#### Aim:
Report how many lines of the material below contain the string "grey", with case counting. Give only the number.

[Items listed in a dataset]
* START *

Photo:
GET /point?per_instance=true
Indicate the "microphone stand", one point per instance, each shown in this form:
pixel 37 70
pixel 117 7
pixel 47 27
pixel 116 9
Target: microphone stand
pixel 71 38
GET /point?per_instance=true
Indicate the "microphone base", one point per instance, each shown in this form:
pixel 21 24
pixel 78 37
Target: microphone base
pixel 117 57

* END *
* START *

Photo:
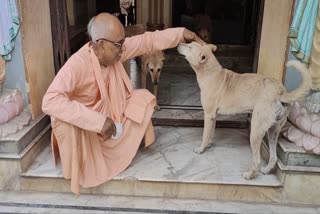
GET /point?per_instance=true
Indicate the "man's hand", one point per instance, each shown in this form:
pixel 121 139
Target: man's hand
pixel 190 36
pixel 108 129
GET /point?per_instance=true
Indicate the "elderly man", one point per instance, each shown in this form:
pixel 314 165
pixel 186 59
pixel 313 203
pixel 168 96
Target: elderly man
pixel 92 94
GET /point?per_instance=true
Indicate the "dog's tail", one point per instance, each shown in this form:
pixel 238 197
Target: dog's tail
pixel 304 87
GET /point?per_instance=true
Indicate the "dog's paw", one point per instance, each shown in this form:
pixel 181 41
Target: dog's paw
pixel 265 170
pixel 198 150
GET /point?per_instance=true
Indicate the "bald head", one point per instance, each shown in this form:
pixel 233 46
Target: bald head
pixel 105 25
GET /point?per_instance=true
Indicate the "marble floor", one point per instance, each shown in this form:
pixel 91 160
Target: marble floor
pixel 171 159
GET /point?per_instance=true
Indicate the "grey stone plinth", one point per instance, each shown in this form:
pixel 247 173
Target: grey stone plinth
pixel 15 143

* END *
* START *

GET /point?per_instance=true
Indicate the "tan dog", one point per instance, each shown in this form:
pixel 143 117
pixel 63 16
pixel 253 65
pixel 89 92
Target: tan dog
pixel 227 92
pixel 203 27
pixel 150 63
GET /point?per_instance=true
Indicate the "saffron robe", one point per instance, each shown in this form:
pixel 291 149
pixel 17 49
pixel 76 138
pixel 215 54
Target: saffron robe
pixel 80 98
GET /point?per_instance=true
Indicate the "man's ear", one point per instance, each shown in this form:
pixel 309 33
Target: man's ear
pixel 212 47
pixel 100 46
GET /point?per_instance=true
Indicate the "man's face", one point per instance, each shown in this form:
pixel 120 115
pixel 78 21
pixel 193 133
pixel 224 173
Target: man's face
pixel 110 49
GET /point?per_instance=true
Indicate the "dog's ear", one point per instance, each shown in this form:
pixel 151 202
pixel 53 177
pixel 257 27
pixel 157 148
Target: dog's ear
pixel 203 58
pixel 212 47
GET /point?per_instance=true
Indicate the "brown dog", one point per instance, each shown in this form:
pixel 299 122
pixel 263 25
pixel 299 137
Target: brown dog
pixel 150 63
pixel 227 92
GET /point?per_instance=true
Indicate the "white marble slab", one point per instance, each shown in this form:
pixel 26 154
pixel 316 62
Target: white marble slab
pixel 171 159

* END *

#### Response for this exercise:
2